**Work to complete**:
Change every "incident report" to "case file" and write out the entries again with everything else unchanged. Leave the pictures out of your answer.

Recorded data:
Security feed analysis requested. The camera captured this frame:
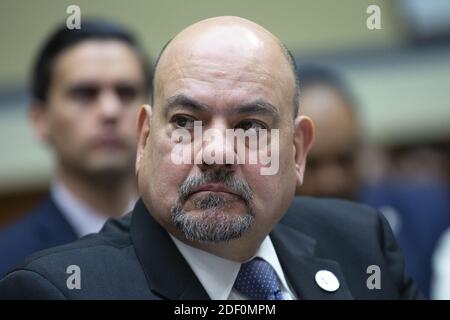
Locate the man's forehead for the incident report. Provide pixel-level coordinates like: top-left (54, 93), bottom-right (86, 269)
top-left (54, 40), bottom-right (142, 81)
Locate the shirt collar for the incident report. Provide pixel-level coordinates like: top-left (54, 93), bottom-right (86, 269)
top-left (170, 235), bottom-right (289, 300)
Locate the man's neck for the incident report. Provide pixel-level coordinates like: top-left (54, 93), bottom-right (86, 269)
top-left (170, 225), bottom-right (267, 262)
top-left (57, 170), bottom-right (137, 217)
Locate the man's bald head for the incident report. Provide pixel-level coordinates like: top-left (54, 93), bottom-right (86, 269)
top-left (136, 17), bottom-right (314, 252)
top-left (150, 16), bottom-right (300, 117)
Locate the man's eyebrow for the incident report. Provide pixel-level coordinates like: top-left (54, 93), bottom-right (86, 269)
top-left (164, 94), bottom-right (280, 121)
top-left (164, 94), bottom-right (210, 116)
top-left (231, 100), bottom-right (280, 120)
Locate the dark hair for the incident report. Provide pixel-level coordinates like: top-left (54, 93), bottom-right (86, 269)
top-left (299, 64), bottom-right (356, 112)
top-left (150, 39), bottom-right (300, 118)
top-left (31, 19), bottom-right (153, 102)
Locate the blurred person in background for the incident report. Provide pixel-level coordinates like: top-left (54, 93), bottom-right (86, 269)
top-left (431, 139), bottom-right (450, 300)
top-left (0, 20), bottom-right (151, 275)
top-left (297, 66), bottom-right (450, 296)
top-left (297, 65), bottom-right (360, 200)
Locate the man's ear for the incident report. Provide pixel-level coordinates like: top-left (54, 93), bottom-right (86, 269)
top-left (136, 104), bottom-right (152, 175)
top-left (294, 115), bottom-right (314, 187)
top-left (28, 102), bottom-right (50, 143)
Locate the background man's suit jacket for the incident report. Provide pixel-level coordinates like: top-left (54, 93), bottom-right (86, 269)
top-left (0, 195), bottom-right (78, 278)
top-left (0, 198), bottom-right (421, 299)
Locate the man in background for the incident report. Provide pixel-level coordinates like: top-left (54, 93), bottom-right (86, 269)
top-left (0, 20), bottom-right (151, 275)
top-left (297, 66), bottom-right (450, 295)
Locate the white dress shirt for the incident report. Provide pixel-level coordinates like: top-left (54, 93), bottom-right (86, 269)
top-left (431, 229), bottom-right (450, 300)
top-left (170, 235), bottom-right (296, 300)
top-left (50, 181), bottom-right (135, 237)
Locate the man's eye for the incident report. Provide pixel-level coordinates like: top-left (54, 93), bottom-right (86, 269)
top-left (69, 87), bottom-right (98, 103)
top-left (236, 120), bottom-right (267, 131)
top-left (172, 116), bottom-right (195, 129)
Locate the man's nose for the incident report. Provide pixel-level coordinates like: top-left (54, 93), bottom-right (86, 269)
top-left (196, 125), bottom-right (237, 170)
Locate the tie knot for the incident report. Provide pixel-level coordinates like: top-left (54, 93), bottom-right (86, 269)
top-left (234, 258), bottom-right (283, 300)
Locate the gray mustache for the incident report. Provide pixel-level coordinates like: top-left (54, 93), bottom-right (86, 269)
top-left (179, 171), bottom-right (253, 204)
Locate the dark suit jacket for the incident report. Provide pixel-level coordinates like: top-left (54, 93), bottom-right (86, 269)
top-left (0, 198), bottom-right (421, 299)
top-left (0, 196), bottom-right (77, 277)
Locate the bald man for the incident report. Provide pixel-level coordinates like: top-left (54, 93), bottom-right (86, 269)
top-left (0, 17), bottom-right (419, 300)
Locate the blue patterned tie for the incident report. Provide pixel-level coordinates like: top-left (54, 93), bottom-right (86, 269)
top-left (234, 258), bottom-right (284, 300)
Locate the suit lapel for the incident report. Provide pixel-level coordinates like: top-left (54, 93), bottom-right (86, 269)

**Solution**:
Security feed analysis requested. The camera captured this frame:
Locate the man's forehead for the case file. Provide pixel-level coordinates like: top-left (54, 93), bottom-right (86, 269)
top-left (54, 40), bottom-right (142, 81)
Locate the shirt collar for the case file. Provide pixel-level coordinates like: top-left (54, 93), bottom-right (86, 269)
top-left (170, 235), bottom-right (289, 300)
Locate the man's neck for the case file. Provide pixel-level coordinates like: top-left (54, 93), bottom-right (86, 269)
top-left (170, 225), bottom-right (267, 262)
top-left (57, 170), bottom-right (137, 217)
Locate the man's bald head for the case file. Provide pixel-level coordinates like: top-left (54, 93), bottom-right (86, 269)
top-left (136, 17), bottom-right (314, 252)
top-left (150, 16), bottom-right (300, 117)
Locate the man's eyebrow for the case file. Provide pixel-level coordinates like: top-left (54, 93), bottom-right (86, 269)
top-left (164, 94), bottom-right (280, 121)
top-left (164, 94), bottom-right (210, 116)
top-left (231, 100), bottom-right (280, 120)
Locate the dark hair for the case file. Provide pixel-level coordinates like: top-left (54, 93), bottom-right (86, 269)
top-left (299, 64), bottom-right (356, 112)
top-left (150, 39), bottom-right (300, 118)
top-left (31, 19), bottom-right (153, 102)
Locate the blurred person in background for the case file. Provide pixel-level coordinates like: top-left (54, 93), bottom-right (86, 269)
top-left (431, 139), bottom-right (450, 300)
top-left (0, 20), bottom-right (151, 275)
top-left (297, 66), bottom-right (450, 296)
top-left (297, 65), bottom-right (360, 200)
Locate the man's ear for the case file. Provide pixel-level coordinates like: top-left (54, 93), bottom-right (86, 269)
top-left (136, 104), bottom-right (152, 175)
top-left (294, 115), bottom-right (314, 187)
top-left (28, 102), bottom-right (50, 143)
Locate the background man's suit jacket for the case file. Provide pixel-level coordinates like: top-left (54, 93), bottom-right (86, 269)
top-left (0, 195), bottom-right (78, 278)
top-left (0, 198), bottom-right (421, 299)
Locate the man in background for the case file. Provide pixel-level coordinates like: top-left (54, 93), bottom-right (86, 269)
top-left (0, 20), bottom-right (151, 275)
top-left (297, 66), bottom-right (450, 295)
Locate the white dress shirt for the case file. Provide pixel-level coordinates like: top-left (54, 93), bottom-right (86, 269)
top-left (431, 229), bottom-right (450, 300)
top-left (170, 235), bottom-right (296, 300)
top-left (50, 181), bottom-right (135, 237)
Locate the man's eye for the case file. Provide pixel-level coordinates like: top-left (54, 93), bottom-right (86, 269)
top-left (69, 87), bottom-right (98, 103)
top-left (236, 120), bottom-right (267, 131)
top-left (172, 116), bottom-right (195, 129)
Locate the man's nose for the case file. Provide pixel-level coordinates like: top-left (54, 93), bottom-right (86, 269)
top-left (196, 125), bottom-right (237, 170)
Locate the tie knot for the case file. Provide pixel-level coordinates like: top-left (54, 93), bottom-right (86, 269)
top-left (234, 258), bottom-right (283, 300)
Locate the gray mustache for the case file. Provide pixel-level coordinates like: top-left (54, 93), bottom-right (86, 269)
top-left (179, 171), bottom-right (253, 204)
Locate the dark suit jacket for the case file. Provide pixel-level coordinates like: top-left (54, 93), bottom-right (86, 269)
top-left (0, 198), bottom-right (421, 299)
top-left (0, 196), bottom-right (77, 277)
Locate the bald man for the case file. Provide pixel-level coordinates like: top-left (54, 93), bottom-right (86, 269)
top-left (0, 17), bottom-right (419, 300)
Locate the blue patterned tie for the case file. Provide pixel-level coordinates like: top-left (54, 93), bottom-right (86, 269)
top-left (234, 258), bottom-right (284, 300)
Locate the suit lapel for the case file. Provide pixel-level coordinates like: top-left (54, 93), bottom-right (86, 269)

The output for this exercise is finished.